Output exactly the lines from the line with "Return one point per instance of the boat" through the end of the records below. Include nothing else.
# START OF Data for processing
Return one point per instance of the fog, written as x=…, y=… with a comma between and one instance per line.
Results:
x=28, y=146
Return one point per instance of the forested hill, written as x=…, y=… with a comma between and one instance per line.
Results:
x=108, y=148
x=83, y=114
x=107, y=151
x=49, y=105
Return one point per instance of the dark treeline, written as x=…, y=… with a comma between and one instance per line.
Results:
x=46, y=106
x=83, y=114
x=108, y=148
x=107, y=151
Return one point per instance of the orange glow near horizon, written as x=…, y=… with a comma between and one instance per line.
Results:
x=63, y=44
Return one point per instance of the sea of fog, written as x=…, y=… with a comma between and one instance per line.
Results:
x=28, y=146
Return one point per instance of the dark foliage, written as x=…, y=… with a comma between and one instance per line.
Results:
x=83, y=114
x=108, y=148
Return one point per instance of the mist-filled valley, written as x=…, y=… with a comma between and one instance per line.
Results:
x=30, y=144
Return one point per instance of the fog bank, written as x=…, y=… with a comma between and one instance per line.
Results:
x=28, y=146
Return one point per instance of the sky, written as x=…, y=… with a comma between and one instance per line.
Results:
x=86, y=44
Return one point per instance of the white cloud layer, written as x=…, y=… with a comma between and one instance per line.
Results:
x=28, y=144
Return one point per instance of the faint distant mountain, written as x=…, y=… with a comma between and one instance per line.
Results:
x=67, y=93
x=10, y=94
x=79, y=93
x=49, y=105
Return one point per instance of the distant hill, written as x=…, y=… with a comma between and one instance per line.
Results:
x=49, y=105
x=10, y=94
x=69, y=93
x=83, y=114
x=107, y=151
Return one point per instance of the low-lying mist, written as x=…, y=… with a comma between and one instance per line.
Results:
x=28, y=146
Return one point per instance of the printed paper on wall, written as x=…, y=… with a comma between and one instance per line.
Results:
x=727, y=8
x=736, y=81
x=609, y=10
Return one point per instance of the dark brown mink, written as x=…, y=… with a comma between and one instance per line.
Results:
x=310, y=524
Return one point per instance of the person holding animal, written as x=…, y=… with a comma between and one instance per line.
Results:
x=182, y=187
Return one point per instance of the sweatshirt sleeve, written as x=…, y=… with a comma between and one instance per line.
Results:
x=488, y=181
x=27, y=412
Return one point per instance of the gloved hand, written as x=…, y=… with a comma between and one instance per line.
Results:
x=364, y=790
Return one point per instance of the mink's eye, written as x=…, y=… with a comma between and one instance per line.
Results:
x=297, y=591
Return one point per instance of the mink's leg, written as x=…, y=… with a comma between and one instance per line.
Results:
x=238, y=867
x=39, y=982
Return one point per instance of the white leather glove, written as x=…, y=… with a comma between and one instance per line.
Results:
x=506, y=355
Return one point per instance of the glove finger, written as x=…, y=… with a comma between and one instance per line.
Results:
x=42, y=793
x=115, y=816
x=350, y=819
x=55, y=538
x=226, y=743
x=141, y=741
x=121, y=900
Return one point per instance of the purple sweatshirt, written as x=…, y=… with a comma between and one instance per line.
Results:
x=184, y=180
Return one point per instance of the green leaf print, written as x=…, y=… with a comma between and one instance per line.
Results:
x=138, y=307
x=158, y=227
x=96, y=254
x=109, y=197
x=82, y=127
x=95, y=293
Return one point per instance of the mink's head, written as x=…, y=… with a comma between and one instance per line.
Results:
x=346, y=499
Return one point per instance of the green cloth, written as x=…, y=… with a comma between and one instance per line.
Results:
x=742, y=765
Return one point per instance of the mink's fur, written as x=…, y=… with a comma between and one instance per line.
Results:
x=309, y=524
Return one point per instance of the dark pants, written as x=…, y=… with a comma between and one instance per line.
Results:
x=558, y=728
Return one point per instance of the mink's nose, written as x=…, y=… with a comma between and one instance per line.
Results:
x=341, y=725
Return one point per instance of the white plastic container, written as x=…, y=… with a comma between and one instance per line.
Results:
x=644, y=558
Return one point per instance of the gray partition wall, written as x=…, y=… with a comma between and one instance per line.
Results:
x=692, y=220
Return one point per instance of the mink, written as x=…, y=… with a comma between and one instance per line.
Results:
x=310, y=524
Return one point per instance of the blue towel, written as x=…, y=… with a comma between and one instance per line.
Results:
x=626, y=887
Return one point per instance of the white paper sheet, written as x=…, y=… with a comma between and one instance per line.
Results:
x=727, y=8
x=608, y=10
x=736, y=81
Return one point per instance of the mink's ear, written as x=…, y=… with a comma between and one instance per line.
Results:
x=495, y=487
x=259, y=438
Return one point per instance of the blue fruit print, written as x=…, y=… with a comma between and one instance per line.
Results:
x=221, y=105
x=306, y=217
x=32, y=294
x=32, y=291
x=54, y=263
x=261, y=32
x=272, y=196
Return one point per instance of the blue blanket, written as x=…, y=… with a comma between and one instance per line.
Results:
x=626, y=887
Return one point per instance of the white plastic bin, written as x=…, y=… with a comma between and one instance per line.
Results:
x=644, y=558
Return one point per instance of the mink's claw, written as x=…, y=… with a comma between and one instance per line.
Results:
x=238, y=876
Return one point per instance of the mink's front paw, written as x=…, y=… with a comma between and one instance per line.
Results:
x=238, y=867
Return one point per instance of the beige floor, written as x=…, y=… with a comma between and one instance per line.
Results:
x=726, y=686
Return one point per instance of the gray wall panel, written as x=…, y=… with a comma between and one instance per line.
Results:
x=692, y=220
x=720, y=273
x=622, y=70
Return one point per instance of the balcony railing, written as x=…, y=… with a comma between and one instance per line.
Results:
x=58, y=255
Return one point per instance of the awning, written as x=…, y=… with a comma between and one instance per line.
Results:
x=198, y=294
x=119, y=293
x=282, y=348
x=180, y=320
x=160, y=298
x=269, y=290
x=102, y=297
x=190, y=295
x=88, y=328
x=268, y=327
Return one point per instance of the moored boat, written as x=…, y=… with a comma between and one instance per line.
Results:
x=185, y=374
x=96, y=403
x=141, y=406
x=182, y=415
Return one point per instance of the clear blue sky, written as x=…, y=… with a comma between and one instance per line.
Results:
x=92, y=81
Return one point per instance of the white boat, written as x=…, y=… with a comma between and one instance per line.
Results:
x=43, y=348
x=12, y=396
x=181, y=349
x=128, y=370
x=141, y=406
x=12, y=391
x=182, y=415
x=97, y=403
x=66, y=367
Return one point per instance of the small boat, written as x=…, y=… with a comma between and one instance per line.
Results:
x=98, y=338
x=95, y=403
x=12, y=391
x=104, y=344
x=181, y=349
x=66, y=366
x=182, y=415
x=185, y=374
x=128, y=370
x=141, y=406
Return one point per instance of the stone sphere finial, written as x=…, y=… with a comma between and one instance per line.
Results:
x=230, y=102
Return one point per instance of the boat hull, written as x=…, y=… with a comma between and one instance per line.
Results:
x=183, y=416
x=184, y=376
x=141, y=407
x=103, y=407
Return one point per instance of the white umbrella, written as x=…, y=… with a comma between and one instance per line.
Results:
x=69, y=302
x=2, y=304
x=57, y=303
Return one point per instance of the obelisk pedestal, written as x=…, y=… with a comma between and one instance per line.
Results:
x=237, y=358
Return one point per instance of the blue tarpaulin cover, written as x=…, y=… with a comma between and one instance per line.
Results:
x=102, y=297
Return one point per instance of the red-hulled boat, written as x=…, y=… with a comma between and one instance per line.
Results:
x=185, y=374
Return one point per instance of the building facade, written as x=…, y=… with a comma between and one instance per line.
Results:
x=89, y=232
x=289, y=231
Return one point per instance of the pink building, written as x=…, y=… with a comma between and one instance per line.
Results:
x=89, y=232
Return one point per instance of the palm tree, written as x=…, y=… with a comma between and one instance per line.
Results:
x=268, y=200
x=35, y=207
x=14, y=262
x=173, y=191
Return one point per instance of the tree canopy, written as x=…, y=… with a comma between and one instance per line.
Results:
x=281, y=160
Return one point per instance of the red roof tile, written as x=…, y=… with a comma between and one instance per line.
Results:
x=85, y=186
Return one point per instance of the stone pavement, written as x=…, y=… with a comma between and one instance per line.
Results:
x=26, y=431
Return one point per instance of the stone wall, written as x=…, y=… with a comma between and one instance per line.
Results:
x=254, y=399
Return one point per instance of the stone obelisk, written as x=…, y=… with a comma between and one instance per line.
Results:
# END OF Data for processing
Problem solution.
Return one point per instance of the boat hull, written as x=…, y=… with a comma between and one instance per line.
Results:
x=183, y=416
x=184, y=376
x=141, y=407
x=103, y=407
Return one point per instance of the white umbrella, written as x=…, y=… with a comma between and one instance per line.
Results:
x=69, y=302
x=2, y=304
x=57, y=303
Return one point per instance of the obelisk pedestal, written as x=…, y=… with a comma between and one instance per line.
Results:
x=237, y=358
Return one point per instance of the blue tarpaulin cover, written as x=…, y=… with a comma between and one instance per line.
Results:
x=102, y=297
Return one point per instance of the red-hulled boat, written as x=…, y=… with a comma between and one instance per line.
Results:
x=185, y=374
Return one point per instance of the building facade, written as x=…, y=… with a comma between and one instance per line.
Results:
x=89, y=232
x=289, y=231
Return one point per instance of the pink building, written as x=…, y=… with a comma between and one instance per line.
Results:
x=89, y=232
Return one point per instance of the palm tree, written as x=…, y=… with a comma between and one instance per line.
Results:
x=268, y=200
x=35, y=207
x=14, y=262
x=173, y=191
Return one point per instance of the tree canopy, written as x=…, y=… with a comma between and one instance per line.
Results:
x=281, y=160
Return one point per instance of the red roof tile, written as x=…, y=… with a comma between and one instance per line.
Results:
x=85, y=186
Return one point per instance of the stone pavement, written as x=…, y=… with a comma between and one instance per line.
Results:
x=26, y=431
Return one point per instance of the stone wall, written as x=…, y=… with a comma between and one instance per line.
Results:
x=254, y=399
Return one point per instance of the stone obelisk, written as x=…, y=… with a comma between and one instance per line.
Results:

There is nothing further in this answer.